Task requirements =
Reproduce only the lines that begin at the line with "separate parts permitted, each" and run to the end of the entries; omit every picture.

++++ Material shown

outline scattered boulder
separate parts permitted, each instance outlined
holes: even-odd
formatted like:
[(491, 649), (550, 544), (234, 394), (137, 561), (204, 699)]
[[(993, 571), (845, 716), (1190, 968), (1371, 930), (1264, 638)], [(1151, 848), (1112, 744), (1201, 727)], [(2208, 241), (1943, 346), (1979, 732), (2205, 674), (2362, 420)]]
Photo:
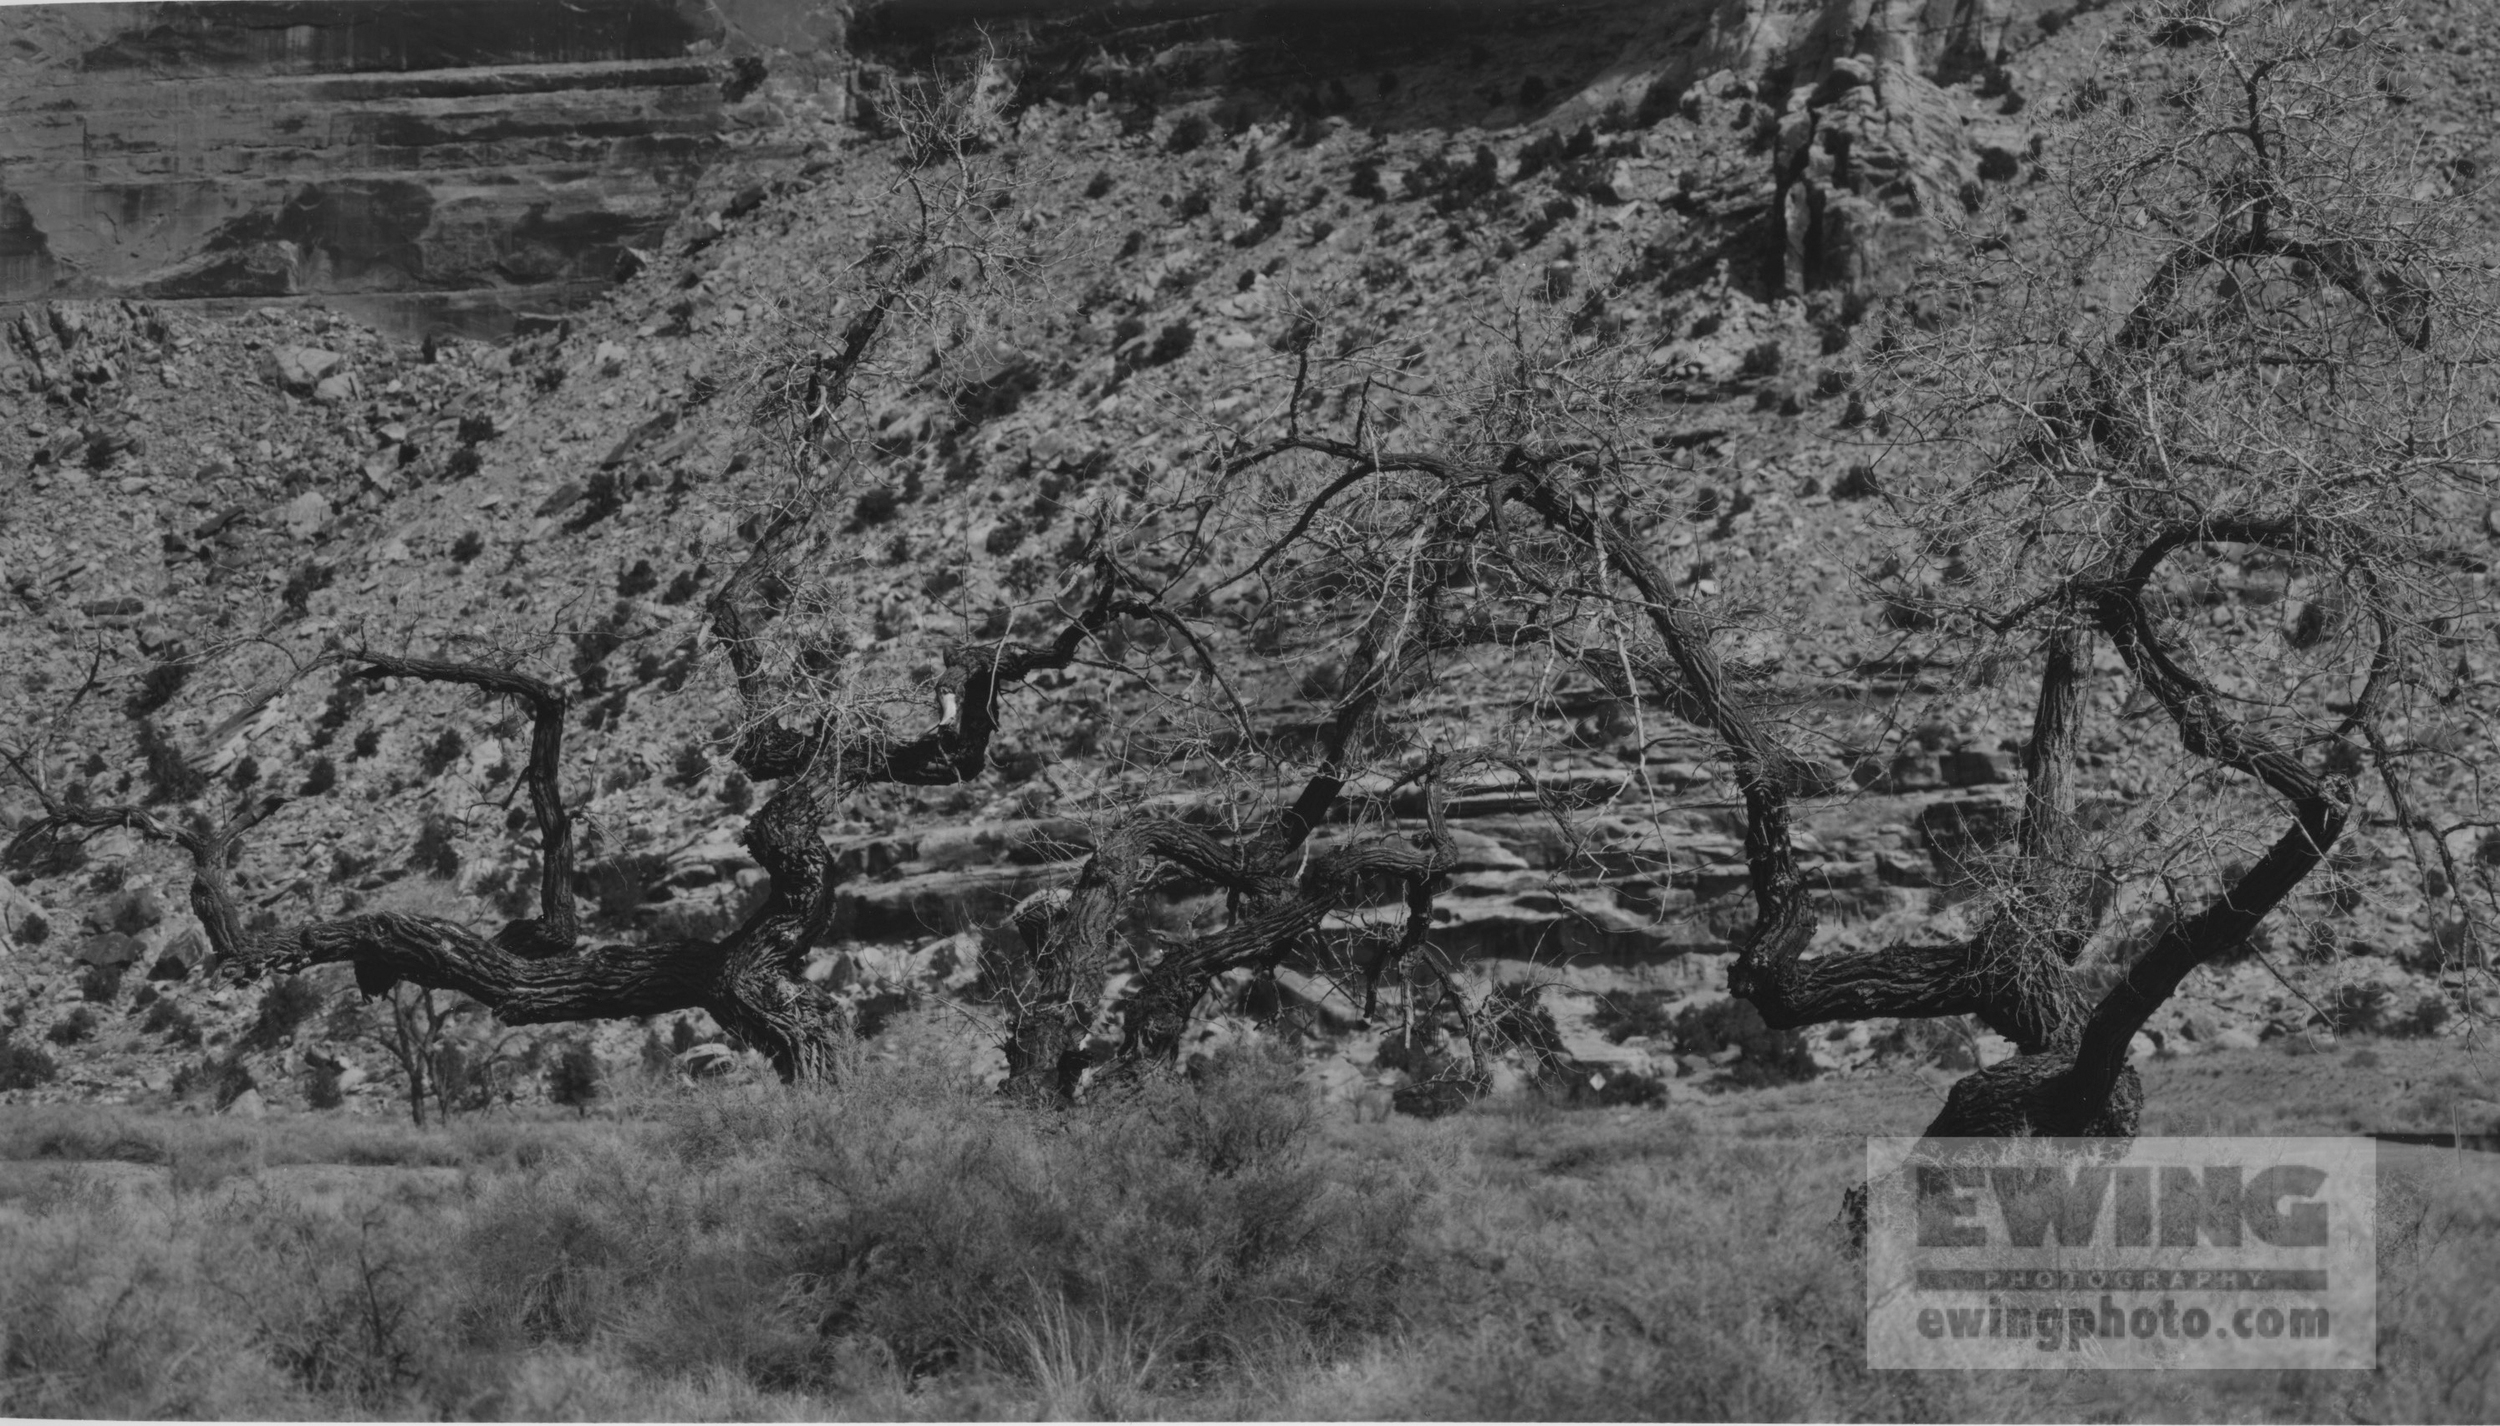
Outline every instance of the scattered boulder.
[(247, 1089), (219, 1112), (236, 1119), (266, 1119), (269, 1117), (269, 1104), (260, 1097), (259, 1090)]
[(148, 979), (187, 980), (207, 959), (208, 947), (200, 933), (196, 929), (184, 931), (157, 956), (156, 964), (148, 967)]
[(1778, 153), (1791, 286), (1856, 303), (1898, 289), (1970, 181), (1952, 101), (1895, 61), (1835, 61)]
[(136, 936), (120, 931), (104, 931), (89, 936), (78, 947), (78, 960), (91, 966), (121, 967), (136, 964), (147, 954), (147, 947)]
[(0, 956), (19, 947), (40, 946), (52, 936), (52, 918), (17, 884), (0, 877)]
[(298, 396), (310, 396), (324, 381), (340, 374), (347, 359), (320, 347), (280, 347), (270, 353), (278, 385)]
[(2253, 1050), (2258, 1044), (2257, 1036), (2253, 1032), (2243, 1030), (2236, 1025), (2227, 1030), (2214, 1032), (2213, 1042), (2214, 1048), (2218, 1050)]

++++++++

Task response =
separate parts permitted, each instance outlined
holes: even-odd
formatted like:
[(491, 649), (550, 544), (234, 394), (137, 561), (204, 699)]
[[(993, 571), (845, 716), (1190, 968), (1371, 930), (1264, 638)], [(1151, 848), (1112, 744), (1201, 727)], [(2208, 241), (1943, 346), (1979, 732), (2205, 674), (2362, 420)]]
Photo:
Outline every instance of the scattered boulder.
[(247, 1089), (219, 1112), (236, 1119), (266, 1119), (269, 1117), (269, 1104), (260, 1097), (259, 1090)]
[(148, 979), (187, 980), (207, 959), (208, 947), (200, 933), (196, 929), (184, 931), (157, 956), (156, 964), (148, 967)]
[(1778, 153), (1791, 286), (1856, 303), (1898, 289), (1970, 181), (1952, 101), (1895, 61), (1835, 61)]
[(136, 936), (120, 931), (104, 931), (89, 936), (78, 947), (78, 960), (91, 966), (121, 967), (136, 964), (147, 954), (147, 947)]
[(0, 956), (19, 947), (40, 946), (52, 936), (52, 918), (17, 884), (0, 877)]
[(298, 396), (310, 396), (324, 381), (340, 374), (347, 359), (320, 347), (280, 347), (270, 353), (278, 385)]
[(2253, 1050), (2258, 1044), (2257, 1036), (2253, 1032), (2243, 1030), (2236, 1025), (2227, 1030), (2214, 1032), (2213, 1042), (2214, 1048), (2218, 1050)]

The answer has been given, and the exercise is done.